### Text to read

↓↓↓

EPA also stated in its proposal to split Sheboygan County into two nonattainment areas for the 2008 ozone NAAQS that only one air quality monitor would be in each of the two new nonattainment areas (84 FR 4422, 4424 and 4425 ), and received no comments. In that action, EPA also relied on the Sheboygan Haven monitor to propose a clean data determination for the Inland Sheboygan area, based on the monitor's attaining 2015-2017 design value, which we later finalized based on the area's 2016-2018 attaining design value. EPA received no comments on its proposed determination that the area was attaining based on air quality monitoring data from the Sheboygan Haven monitor. We therefore do not agree that it is unreasonable for EPA to rely on data from the Sheboygan Haven monitor as representative of air quality in the Inland Sheboygan area.

84 FR at 4424 and 4425 (“The Sheboygan Haven monitor with site ID 55-117-009 is the only FRM ozone monitor within the proposed separate Inland Sheboygan area.”).

We also do not agree that the Sheboygan Haven monitor's original siting as a secondary monitor in the full-county 2008 ozone NAAQS area is dispositive of whether it can be relied upon now as the Inland Sheboygan area's sole monitor. As provided in the 2015 Air Monitoring Network Plan, the Sheboygan Haven site's objective was population exposure, and its area of representativeness was “exposure on a neighborhood scale for ozone.” The representativeness “neighborhood scale” is defined in appendix D to 40 CFR part 58 as representative of “conditions throughout some reasonably homogenous urban sub-region” and the definition further provides that “a site located in the neighborhood scale may also experience peak concentration levels within a metropolitan area.”

↑↑↑

### Tasks for this exercise
- a) In the text on the Sheboygan Haven monitor, what was the site's objective according to the 2015 Air Monitoring Network Plan?
- b) Reproduce the text on the Sheboygan Haven monitor word for word from "EPA also stated" to "the Inland Sheboygan area.".

### Recorded data
↓↓↓

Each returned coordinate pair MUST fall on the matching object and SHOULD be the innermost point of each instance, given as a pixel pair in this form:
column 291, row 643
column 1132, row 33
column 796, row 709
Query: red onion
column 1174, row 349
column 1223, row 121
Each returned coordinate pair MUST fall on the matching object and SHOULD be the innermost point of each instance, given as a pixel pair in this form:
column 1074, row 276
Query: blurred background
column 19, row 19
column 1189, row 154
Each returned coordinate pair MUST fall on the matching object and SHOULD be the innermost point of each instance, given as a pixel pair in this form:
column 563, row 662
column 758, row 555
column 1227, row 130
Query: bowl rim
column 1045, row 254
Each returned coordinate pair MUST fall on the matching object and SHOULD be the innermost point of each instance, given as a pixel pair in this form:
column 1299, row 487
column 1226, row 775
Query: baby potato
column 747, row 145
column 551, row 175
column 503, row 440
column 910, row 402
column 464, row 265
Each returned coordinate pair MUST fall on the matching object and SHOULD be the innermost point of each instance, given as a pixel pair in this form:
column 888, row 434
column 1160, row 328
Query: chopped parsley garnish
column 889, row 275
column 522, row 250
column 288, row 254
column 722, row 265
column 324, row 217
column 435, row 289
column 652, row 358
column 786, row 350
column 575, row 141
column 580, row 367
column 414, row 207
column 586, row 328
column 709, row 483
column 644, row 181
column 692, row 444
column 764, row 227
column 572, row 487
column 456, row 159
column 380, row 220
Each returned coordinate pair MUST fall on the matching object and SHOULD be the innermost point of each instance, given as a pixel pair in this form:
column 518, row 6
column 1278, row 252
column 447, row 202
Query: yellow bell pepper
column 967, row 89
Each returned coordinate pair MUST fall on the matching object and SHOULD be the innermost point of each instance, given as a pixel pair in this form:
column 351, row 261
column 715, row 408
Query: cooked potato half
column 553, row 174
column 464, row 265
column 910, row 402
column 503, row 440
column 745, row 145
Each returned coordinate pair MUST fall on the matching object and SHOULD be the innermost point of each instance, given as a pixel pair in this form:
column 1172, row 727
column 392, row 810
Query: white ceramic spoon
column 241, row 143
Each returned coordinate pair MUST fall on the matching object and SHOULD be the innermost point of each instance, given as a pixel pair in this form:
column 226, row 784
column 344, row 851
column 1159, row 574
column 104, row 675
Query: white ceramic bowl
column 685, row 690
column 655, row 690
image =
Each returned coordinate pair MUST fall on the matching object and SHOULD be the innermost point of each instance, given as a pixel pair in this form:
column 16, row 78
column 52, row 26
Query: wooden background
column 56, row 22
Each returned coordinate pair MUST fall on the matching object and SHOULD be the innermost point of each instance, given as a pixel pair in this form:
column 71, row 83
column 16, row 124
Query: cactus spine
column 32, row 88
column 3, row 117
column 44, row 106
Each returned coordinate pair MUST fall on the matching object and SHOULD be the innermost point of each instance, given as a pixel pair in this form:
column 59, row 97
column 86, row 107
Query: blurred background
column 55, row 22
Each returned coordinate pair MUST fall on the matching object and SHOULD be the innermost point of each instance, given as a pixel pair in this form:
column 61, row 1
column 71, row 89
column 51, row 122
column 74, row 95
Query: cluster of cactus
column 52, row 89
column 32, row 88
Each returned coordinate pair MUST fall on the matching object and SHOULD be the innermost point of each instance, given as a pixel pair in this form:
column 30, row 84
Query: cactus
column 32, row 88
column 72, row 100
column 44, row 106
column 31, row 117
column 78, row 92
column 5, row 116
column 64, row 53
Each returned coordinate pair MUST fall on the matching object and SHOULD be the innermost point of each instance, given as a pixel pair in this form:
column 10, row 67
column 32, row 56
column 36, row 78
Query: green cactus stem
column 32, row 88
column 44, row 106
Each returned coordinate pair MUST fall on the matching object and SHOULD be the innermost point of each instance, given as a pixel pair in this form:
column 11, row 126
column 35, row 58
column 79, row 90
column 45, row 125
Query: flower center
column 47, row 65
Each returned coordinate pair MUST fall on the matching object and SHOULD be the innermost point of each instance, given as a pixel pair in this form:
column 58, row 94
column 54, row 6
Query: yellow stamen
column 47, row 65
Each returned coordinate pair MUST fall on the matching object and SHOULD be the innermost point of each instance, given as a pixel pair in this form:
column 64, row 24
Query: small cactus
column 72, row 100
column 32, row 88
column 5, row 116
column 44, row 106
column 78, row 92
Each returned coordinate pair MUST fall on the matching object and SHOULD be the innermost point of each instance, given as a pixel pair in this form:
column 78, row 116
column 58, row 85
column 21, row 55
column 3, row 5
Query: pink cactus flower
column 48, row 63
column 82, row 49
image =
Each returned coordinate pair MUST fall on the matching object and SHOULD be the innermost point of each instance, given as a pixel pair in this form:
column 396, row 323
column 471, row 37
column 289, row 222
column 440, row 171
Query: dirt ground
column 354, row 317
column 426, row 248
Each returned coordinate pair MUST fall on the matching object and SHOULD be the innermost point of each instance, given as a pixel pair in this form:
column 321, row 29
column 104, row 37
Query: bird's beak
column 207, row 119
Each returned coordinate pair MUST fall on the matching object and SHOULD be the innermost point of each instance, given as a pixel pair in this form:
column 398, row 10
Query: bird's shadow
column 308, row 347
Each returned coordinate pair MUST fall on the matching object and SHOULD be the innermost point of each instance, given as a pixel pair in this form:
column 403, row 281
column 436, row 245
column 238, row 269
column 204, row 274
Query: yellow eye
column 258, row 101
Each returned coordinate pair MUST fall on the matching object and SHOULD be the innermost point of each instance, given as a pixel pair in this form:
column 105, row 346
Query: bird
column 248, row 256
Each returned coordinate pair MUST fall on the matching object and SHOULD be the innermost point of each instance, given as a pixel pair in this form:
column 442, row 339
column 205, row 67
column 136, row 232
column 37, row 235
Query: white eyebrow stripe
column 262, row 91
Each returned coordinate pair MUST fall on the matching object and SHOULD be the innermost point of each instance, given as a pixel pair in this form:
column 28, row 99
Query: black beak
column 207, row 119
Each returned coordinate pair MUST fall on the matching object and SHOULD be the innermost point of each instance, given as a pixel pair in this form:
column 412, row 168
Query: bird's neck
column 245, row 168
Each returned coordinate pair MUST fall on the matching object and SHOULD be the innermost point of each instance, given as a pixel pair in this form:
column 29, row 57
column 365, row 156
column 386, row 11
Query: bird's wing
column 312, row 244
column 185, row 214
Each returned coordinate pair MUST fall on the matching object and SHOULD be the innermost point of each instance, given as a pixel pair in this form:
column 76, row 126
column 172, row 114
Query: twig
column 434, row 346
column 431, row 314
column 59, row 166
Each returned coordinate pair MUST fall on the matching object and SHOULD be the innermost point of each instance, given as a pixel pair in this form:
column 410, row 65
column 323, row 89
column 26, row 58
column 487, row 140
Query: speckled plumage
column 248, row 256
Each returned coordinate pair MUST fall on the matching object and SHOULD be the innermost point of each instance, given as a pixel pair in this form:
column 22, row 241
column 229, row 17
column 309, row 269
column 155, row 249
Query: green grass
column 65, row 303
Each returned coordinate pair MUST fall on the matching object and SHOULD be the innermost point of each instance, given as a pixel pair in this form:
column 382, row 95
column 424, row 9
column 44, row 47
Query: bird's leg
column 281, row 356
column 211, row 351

↑↑↑

### Solved problems
- a) Population exposure.

- b)
EPA also stated in its proposal to split Sheboygan County into two nonattainment areas for the 2008 ozone NAAQS that only one air quality monitor would be in each of the two new nonattainment areas (84 FR 4422, 4424 and 4425 ), and received no comments. In that action, EPA also relied on the Sheboygan Haven monitor to propose a clean data determination for the Inland Sheboygan area, based on the monitor's attaining 2015-2017 design value, which we later finalized based on the area's 2016-2018 attaining design value. EPA received no comments on its proposed determination that the area was attaining based on air quality monitoring data from the Sheboygan Haven monitor. We therefore do not agree that it is unreasonable for EPA to rely on data from the Sheboygan Haven monitor as representative of air quality in the Inland Sheboygan area.